Text shown –
★ ★ ★ ★ ★

Logan Field – Billings Airport
Revised 2 September 2001c
In 1925, the Commercial Club (predecessor to the Chamber of Commerce) sought
to have a Billings-Cheyenne mail route. This led to the desire for an airfield.
In 1927, Ben Harwood took an option of 120 acres of land for $1,000 cash. Billings set up an award
of $300 to the first two planes participating in a Spokane Air Derby to arrive
here. In August of 1927, the club completed arrangements to purchase the land
located on top of the rims from funds to be raised later. The committee members
changed their minds about the location, and thought that land two blocks from
the Northern Pacific Depot, and south of the subway (McAdow Addition west of
Billings, on Brickyard Road] would be better. The department of Commerce
rejected this location stating that the bluffs east of the
river (Yellowstone) is too near the rimrock cliffs. As a result, options were taken to buy the
Ethyl McCulloch and Thurm properties on the rims by a
city tax levy.
In 1929, Dick Logan and many volunteers leveled the land on the rims with a
small tractor and fresno. The back runway was
graded and a 16 x 12 foot administration building was constructed. A well was
dug 62 feet deep through the rock, and failed to reach water. A hangar was
built at a cost of $12,000 and repaid to the council members later by the city.
Billings’s
air transportation started in June 1928 when Nick Maner
landed a single-engine, four-place biplane, putting Maner
Air Lines in business. By September the airline folded due to many crack-ups.
Manner continued to fly, but for Northwest airlines. It was over six miles to
the airport using back roads.

★ ★ ★ ★ ★

Direction 1 – Reproduce the Billings airport history above in full, word for word.

★ ★ ★ ★ ★

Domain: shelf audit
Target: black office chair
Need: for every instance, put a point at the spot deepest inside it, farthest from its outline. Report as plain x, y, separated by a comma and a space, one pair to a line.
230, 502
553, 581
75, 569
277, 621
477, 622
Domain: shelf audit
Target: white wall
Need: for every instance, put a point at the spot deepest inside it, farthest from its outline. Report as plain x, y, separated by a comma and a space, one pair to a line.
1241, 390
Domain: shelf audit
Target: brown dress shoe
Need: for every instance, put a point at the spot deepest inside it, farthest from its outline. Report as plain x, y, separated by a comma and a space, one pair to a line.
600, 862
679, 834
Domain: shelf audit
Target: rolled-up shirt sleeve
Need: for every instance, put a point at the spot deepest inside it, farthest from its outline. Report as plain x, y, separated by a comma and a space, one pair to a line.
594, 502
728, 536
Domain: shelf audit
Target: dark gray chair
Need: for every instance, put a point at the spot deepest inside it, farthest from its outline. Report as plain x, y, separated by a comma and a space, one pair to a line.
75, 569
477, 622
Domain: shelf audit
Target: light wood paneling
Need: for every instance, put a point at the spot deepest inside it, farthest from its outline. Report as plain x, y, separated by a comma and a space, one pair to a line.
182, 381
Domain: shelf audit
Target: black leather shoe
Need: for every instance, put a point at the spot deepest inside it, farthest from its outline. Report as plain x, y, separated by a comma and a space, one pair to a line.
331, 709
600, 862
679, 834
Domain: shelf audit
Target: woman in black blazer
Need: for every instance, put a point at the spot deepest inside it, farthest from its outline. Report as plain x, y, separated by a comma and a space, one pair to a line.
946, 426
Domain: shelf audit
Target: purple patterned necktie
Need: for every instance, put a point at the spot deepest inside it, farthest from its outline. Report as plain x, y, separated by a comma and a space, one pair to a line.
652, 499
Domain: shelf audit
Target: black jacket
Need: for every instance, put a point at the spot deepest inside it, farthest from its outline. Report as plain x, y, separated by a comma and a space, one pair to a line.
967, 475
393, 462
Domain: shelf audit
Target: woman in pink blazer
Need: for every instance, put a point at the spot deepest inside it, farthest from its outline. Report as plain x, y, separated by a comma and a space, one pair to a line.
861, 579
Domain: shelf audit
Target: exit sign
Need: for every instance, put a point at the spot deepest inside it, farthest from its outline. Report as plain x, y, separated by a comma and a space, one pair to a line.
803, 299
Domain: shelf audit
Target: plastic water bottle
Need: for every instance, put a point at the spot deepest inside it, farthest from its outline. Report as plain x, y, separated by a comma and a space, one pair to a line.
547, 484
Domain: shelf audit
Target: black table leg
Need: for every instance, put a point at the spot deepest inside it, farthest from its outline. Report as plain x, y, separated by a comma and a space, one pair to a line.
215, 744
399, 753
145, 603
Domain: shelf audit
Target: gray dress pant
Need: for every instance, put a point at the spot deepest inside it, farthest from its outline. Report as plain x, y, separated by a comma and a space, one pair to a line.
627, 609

★ ★ ★ ★ ★

Direction 2 – Count the lines in the records that contain the word "blazer", and reply with that number alone.

Exercise answer 1 –
Logan Field – Billings Airport
Revised 2 September 2001c
In 1925, the Commercial Club (predecessor to the Chamber of Commerce) sought
to have a Billings-Cheyenne mail route. This led to the desire for an airfield.
In 1927, Ben Harwood took an option of 120 acres of land for $1,000 cash. Billings set up an award
of $300 to the first two planes participating in a Spokane Air Derby to arrive
here. In August of 1927, the club completed arrangements to purchase the land
located on top of the rims from funds to be raised later. The committee members
changed their minds about the location, and thought that land two blocks from
the Northern Pacific Depot, and south of the subway (McAdow Addition west of
Billings, on Brickyard Road] would be better. The department of Commerce
rejected this location stating that the bluffs east of the
river (Yellowstone) is too near the rimrock cliffs. As a result, options were taken to buy the
Ethyl McCulloch and Thurm properties on the rims by a
city tax levy.
In 1929, Dick Logan and many volunteers leveled the land on the rims with a
small tractor and fresno. The back runway was
graded and a 16 x 12 foot administration building was constructed. A well was
dug 62 feet deep through the rock, and failed to reach water. A hangar was
built at a cost of $12,000 and repaid to the council members later by the city.
Billings’s
air transportation started in June 1928 when Nick Maner
landed a single-engine, four-place biplane, putting Maner
Air Lines in business. By September the airline folded due to many crack-ups.
Manner continued to fly, but for Northwest airlines. It was over six miles to
the airport using back roads.

Exercise answer 2 – 2